Object point labels
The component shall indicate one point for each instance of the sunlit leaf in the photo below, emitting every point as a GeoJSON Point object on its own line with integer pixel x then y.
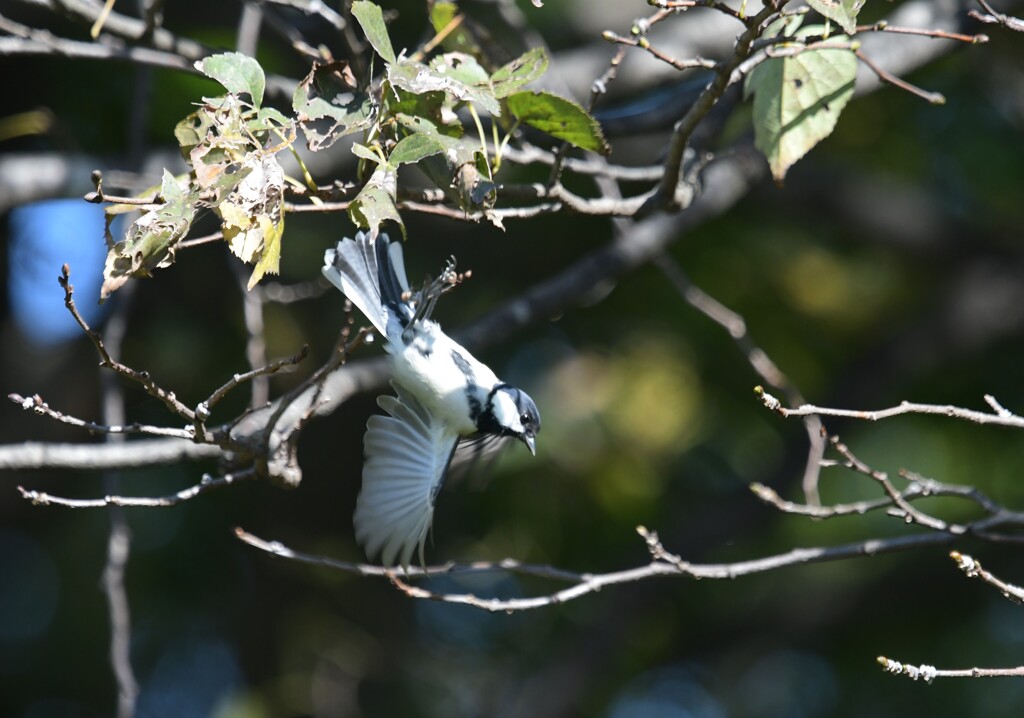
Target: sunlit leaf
{"type": "Point", "coordinates": [366, 153]}
{"type": "Point", "coordinates": [560, 118]}
{"type": "Point", "coordinates": [269, 260]}
{"type": "Point", "coordinates": [376, 202]}
{"type": "Point", "coordinates": [519, 73]}
{"type": "Point", "coordinates": [415, 148]}
{"type": "Point", "coordinates": [252, 215]}
{"type": "Point", "coordinates": [798, 100]}
{"type": "Point", "coordinates": [329, 106]}
{"type": "Point", "coordinates": [150, 242]}
{"type": "Point", "coordinates": [442, 13]}
{"type": "Point", "coordinates": [843, 12]}
{"type": "Point", "coordinates": [238, 73]}
{"type": "Point", "coordinates": [418, 78]}
{"type": "Point", "coordinates": [461, 67]}
{"type": "Point", "coordinates": [371, 18]}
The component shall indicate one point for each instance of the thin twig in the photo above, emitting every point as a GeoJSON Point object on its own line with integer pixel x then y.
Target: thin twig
{"type": "Point", "coordinates": [929, 673]}
{"type": "Point", "coordinates": [883, 27]}
{"type": "Point", "coordinates": [119, 538]}
{"type": "Point", "coordinates": [37, 405]}
{"type": "Point", "coordinates": [207, 483]}
{"type": "Point", "coordinates": [141, 378]}
{"type": "Point", "coordinates": [973, 568]}
{"type": "Point", "coordinates": [644, 44]}
{"type": "Point", "coordinates": [585, 584]}
{"type": "Point", "coordinates": [997, 419]}
{"type": "Point", "coordinates": [735, 325]}
{"type": "Point", "coordinates": [994, 17]}
{"type": "Point", "coordinates": [933, 97]}
{"type": "Point", "coordinates": [207, 406]}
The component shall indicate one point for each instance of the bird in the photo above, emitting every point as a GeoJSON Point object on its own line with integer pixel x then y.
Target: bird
{"type": "Point", "coordinates": [446, 405]}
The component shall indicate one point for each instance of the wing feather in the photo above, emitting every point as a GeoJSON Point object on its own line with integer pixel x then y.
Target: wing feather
{"type": "Point", "coordinates": [407, 457]}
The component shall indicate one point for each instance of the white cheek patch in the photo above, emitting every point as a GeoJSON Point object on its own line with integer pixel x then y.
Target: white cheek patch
{"type": "Point", "coordinates": [506, 412]}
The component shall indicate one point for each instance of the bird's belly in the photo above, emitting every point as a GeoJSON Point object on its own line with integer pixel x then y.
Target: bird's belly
{"type": "Point", "coordinates": [439, 384]}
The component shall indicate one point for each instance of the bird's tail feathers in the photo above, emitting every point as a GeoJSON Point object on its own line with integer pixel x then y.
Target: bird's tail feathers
{"type": "Point", "coordinates": [371, 271]}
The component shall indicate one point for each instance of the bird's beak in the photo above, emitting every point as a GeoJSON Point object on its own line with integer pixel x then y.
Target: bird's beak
{"type": "Point", "coordinates": [530, 442]}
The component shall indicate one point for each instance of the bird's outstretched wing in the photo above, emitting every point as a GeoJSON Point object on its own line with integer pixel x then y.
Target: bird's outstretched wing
{"type": "Point", "coordinates": [407, 457]}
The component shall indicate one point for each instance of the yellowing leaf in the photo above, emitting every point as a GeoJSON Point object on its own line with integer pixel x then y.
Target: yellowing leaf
{"type": "Point", "coordinates": [150, 242]}
{"type": "Point", "coordinates": [252, 215]}
{"type": "Point", "coordinates": [269, 261]}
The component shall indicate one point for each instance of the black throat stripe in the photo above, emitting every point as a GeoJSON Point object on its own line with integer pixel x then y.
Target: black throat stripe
{"type": "Point", "coordinates": [467, 371]}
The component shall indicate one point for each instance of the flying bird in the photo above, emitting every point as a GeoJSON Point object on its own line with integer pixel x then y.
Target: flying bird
{"type": "Point", "coordinates": [448, 402]}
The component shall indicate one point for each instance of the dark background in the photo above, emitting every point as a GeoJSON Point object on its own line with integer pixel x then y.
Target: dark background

__Exercise requirements__.
Transcribe each entry above exactly, apart from the pictures.

__Completed task__.
The component shall indicate one point for each instance of the sunlit leaf in the photo below, emitting every point as a GeoJSON Point object on its own line with integer pixel x then y.
Target: sunlit leaf
{"type": "Point", "coordinates": [366, 153]}
{"type": "Point", "coordinates": [560, 118]}
{"type": "Point", "coordinates": [269, 260]}
{"type": "Point", "coordinates": [376, 202]}
{"type": "Point", "coordinates": [519, 73]}
{"type": "Point", "coordinates": [415, 148]}
{"type": "Point", "coordinates": [252, 215]}
{"type": "Point", "coordinates": [798, 100]}
{"type": "Point", "coordinates": [329, 106]}
{"type": "Point", "coordinates": [150, 242]}
{"type": "Point", "coordinates": [442, 13]}
{"type": "Point", "coordinates": [843, 12]}
{"type": "Point", "coordinates": [238, 73]}
{"type": "Point", "coordinates": [418, 78]}
{"type": "Point", "coordinates": [461, 67]}
{"type": "Point", "coordinates": [371, 18]}
The component shall indicate one point for each instance of the thin twig in the photo above, emitting every point as a GeoJSON Point object on its own line with integer pixel x then y.
Target: thin twig
{"type": "Point", "coordinates": [929, 673]}
{"type": "Point", "coordinates": [883, 27]}
{"type": "Point", "coordinates": [119, 538]}
{"type": "Point", "coordinates": [37, 405]}
{"type": "Point", "coordinates": [207, 483]}
{"type": "Point", "coordinates": [141, 378]}
{"type": "Point", "coordinates": [973, 568]}
{"type": "Point", "coordinates": [644, 44]}
{"type": "Point", "coordinates": [585, 584]}
{"type": "Point", "coordinates": [997, 419]}
{"type": "Point", "coordinates": [735, 325]}
{"type": "Point", "coordinates": [994, 17]}
{"type": "Point", "coordinates": [933, 97]}
{"type": "Point", "coordinates": [207, 406]}
The component shall indicate one point for each instance of the bird in the photo above, emitting every point as a GeoJSON Point object on its own line with integer pixel x then y.
Target: bird
{"type": "Point", "coordinates": [446, 405]}
The component shall indicate one point for each instance of the wing feather in the photo above, emitting every point as a GeoJSON Point object on its own line with integer pixel x then y.
Target: wing feather
{"type": "Point", "coordinates": [407, 457]}
The component shall indicate one point for each instance of the white cheek patch in the photo above, emitting every point as a GeoJSON Point object on its own line with integer pixel x then y.
Target: white cheek patch
{"type": "Point", "coordinates": [506, 412]}
The component shall indicate one point for each instance of the bird's belly in the photo above, emitting every point as a GeoJSON Point object on its own line with integer pixel x then y.
Target: bird's belly
{"type": "Point", "coordinates": [439, 384]}
The component shall indicate one point for each instance of the bird's tail feathers in the photo above, emitting every point as a GeoJSON Point object on its own line with integer pixel x then y.
Target: bird's tail feathers
{"type": "Point", "coordinates": [371, 271]}
The component shall indicate one point for each instance of the bird's beak in the photo above, emitting every point as a GeoJSON Point object on its own line with integer pixel x then y.
Target: bird's beak
{"type": "Point", "coordinates": [530, 442]}
The component shall indicate one point for each instance of the bird's outstretched wing in the photo above, emitting every point as a GeoJSON Point object on its own line with integer pixel x then y.
Target: bird's outstretched wing
{"type": "Point", "coordinates": [407, 457]}
The component shall indicate one point for each instance of the yellowing leaf in the photo above, emitting every point as a GeoJSON Point object on its own line with integer pixel x then y.
Target: yellowing leaf
{"type": "Point", "coordinates": [150, 242]}
{"type": "Point", "coordinates": [252, 215]}
{"type": "Point", "coordinates": [269, 261]}
The component shall indicate one point for each instance of the black throat stripe in the photo above, emitting every point as a GeoJSON Point object on its own line with integer pixel x then y.
Target: black throat stripe
{"type": "Point", "coordinates": [467, 371]}
The component shall indicate one point for each instance of the flying bird in the photo above, emitting every point as a GeoJSON Point object on its own line with integer pixel x then y.
Target: flying bird
{"type": "Point", "coordinates": [448, 402]}
The component shall indicate one point for each instance of the dark background in the photo above, emitting every point as a GeoJSON Point object on its own line with integer pixel x then y.
Target: dark background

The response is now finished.